### Text passage
# Reasons to buy a 50mm lens?



## deggimatt (Apr 15, 2012)

What are the main reasons to own a 50mm lens? ex: *EF 50MM F/1.8 II*​


----------



## rexbobcat (Apr 15, 2012)

On a full frame camera 50mm is approximately what the human eye sees.

It's fast. 

It's telephoto enough to be used for portraits.

It's cheap.

In its price range, it's better than any other lens out there.


----------



## 2WheelPhoto (Apr 15, 2012)

Another reason is any less (full frame or not) and portraiture is not desirable


----------



## Tony S (Apr 15, 2012)

... because you can??


----------



## Dao (Apr 16, 2012)

deggimatt said:


> What are the main reasons to own a 50mm lens? ex: *EF 50MM F/1.8 II*​



Because you need to shoot a photo with a focal length of 50mm.


----------



## IByte (Apr 16, 2012)

deggimatt said:


> What are the main reasons to own a 50mm lens? ex: *EF 50MM F/1.8 II*​



 I can give you, I mean show you 5 reasons to own a 50mm 1.8/1.4 lens 8)


----------



## snowbear (Apr 16, 2012)

And having a fast 50mm will allow you to hang out with all the really cool photographers!!


----------



## c.cloudwalker (Apr 16, 2012)

snowbear said:


> And having a fast 50mm will allow you to hang out with all the really cool photographers!!



You mean the real cool internetz fauxtographers... :lmao:


To the OP = I still don't get the nifty-fifty thing. When I was growing up as a photog nobody used the 50mm, it was considered the most boring lens out there.

To be honest, I don't remember why but the fact that it's close to the human eye in some respect may be it. I already see that way, why would I want to see the same darn way with my camera? Now, I always kept a 50 in my bag but only because it was a cheap lens (came with the body!) and it might come in handy if I killed all the other ones...


----------



## bhop (Apr 16, 2012)

If I only used a crop sensor body camera, I wouldn't bother, but on full frame (or film) 50mm is one of my favorites.


----------



## Big Mike (Apr 16, 2012)

deggimatt said:


> What are the main reasons to own a 50mm lens? ex: *EF 50MM F/1.8 II*​


The typical scenario is that someone only has zoom lenses (particularly cheaper zoom lenses with a maximum aperture of F3.5 to F5.6).  The 50mm F1.8II is the least expensive option to get you a lens with a large maximum aperture.
######
__Instruction 1__: In the 50mm lens thread, why is the EF 50mm F/1.8 II a common choice for someone who owns only zoom lenses? Answer in one to three sentences.
The entries that follow have no connection to the 50mm lens thread.
### Data shown
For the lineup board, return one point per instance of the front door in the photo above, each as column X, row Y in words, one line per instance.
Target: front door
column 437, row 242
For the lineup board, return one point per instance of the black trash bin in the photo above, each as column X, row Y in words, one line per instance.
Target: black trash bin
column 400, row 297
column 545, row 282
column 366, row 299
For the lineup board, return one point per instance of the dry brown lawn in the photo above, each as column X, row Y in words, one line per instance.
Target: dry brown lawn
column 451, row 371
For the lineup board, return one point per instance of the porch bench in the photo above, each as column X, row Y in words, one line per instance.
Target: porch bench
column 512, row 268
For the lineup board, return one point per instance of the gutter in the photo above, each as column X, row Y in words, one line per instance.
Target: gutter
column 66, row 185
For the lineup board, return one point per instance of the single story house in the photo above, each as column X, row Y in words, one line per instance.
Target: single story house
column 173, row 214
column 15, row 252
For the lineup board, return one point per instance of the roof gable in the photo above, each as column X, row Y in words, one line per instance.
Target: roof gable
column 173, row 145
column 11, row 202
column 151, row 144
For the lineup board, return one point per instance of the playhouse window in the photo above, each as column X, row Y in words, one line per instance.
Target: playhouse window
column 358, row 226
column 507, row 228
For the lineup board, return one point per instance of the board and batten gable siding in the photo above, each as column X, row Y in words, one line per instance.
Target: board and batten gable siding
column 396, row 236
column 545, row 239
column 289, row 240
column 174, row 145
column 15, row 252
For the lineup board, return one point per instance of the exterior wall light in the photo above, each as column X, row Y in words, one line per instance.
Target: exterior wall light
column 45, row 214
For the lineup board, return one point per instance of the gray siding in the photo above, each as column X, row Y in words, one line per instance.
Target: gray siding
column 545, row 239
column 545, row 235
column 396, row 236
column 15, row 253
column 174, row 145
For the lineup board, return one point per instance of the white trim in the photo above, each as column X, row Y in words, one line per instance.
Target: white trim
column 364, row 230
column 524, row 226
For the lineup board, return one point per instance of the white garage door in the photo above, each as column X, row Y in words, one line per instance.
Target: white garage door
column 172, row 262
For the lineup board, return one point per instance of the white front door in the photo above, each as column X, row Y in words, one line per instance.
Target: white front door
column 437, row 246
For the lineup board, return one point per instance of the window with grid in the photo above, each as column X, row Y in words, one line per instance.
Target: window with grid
######
__Instruction 2__: Render the entries as a Markdown table with the columns Number and Entry line, running from the first line of the entries to the line containing "column 437, row 242". Leave out blank lines.

__Result 1__: Such a person often has cheaper zoom lenses with a maximum aperture of only F3.5 to F5.6. The 50mm F1.8 II is the least expensive way for them to get a lens with a large maximum aperture.

__Result 2__:
| Number | Entry line |
|---|---|
| 1 | For the lineup board, return one point per instance of the front door in the photo above, each as column X, row Y in words, one line per instance. |
| 2 | Target: front door |
| 3 | column 437, row 242 |